Region pointing data:

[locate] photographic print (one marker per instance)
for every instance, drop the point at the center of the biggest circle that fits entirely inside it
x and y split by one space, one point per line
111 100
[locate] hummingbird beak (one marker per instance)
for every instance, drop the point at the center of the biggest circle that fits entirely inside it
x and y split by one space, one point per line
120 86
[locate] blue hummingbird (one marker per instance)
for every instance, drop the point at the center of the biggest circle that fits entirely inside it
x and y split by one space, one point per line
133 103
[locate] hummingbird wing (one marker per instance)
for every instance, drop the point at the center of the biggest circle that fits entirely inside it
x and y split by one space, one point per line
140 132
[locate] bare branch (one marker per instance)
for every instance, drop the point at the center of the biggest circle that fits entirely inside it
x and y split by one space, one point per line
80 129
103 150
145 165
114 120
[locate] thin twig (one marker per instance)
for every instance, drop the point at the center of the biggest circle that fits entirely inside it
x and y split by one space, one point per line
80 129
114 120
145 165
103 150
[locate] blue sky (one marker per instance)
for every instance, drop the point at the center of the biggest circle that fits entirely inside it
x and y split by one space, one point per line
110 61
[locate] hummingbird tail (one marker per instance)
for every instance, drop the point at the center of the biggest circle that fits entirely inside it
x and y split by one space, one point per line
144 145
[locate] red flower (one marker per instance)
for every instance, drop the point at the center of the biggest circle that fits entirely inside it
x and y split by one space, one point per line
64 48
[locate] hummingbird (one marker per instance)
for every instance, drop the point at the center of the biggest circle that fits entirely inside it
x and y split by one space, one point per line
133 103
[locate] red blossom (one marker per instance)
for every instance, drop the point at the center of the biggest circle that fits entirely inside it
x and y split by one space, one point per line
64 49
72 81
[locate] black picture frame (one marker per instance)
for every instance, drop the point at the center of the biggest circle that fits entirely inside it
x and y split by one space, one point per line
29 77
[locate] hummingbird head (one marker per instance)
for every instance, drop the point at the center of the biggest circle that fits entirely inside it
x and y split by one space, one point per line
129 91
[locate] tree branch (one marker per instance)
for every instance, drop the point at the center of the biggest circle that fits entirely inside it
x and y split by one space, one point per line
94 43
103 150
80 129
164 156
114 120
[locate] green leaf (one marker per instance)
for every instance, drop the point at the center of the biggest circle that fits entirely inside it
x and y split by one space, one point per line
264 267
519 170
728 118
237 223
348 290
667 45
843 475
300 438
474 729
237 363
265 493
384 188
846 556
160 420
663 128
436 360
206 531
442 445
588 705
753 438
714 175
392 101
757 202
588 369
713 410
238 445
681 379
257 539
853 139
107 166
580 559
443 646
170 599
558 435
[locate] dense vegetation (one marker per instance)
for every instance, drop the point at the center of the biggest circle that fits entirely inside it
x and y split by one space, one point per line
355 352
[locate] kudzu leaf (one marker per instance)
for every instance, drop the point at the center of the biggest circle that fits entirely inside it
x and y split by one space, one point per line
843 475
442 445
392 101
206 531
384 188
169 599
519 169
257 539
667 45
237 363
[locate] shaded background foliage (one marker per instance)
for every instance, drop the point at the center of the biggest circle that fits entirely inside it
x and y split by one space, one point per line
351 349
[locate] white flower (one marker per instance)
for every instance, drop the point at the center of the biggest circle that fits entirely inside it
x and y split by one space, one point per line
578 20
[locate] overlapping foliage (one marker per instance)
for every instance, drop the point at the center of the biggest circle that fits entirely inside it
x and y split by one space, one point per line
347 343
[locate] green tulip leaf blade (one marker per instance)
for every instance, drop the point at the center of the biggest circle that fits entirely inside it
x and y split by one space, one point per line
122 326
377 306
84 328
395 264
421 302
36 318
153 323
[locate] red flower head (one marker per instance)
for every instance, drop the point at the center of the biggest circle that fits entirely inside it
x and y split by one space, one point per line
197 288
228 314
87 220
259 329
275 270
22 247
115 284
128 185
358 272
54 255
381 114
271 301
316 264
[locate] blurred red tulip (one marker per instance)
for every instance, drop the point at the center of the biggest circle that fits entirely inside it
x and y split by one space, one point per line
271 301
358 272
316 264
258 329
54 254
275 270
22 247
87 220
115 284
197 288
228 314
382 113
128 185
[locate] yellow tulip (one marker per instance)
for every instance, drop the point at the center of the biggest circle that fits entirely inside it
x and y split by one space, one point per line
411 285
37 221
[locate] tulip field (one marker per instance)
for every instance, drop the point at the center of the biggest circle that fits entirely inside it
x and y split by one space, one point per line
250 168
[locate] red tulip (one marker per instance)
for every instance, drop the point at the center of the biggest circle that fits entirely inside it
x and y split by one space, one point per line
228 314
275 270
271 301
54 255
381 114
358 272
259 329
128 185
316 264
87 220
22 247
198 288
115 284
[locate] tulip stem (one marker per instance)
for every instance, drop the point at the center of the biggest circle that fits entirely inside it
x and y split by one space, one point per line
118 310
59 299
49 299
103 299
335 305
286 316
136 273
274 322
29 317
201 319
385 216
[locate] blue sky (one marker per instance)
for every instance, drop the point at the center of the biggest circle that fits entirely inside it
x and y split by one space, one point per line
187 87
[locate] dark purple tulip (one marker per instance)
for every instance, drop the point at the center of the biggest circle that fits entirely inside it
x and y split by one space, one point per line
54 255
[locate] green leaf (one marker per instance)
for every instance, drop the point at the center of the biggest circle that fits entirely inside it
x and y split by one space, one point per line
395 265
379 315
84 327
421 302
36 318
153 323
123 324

Description of the task → Please tally the lines of the entries that hold "leaf" and give only the resulting number.

Problem solution → 4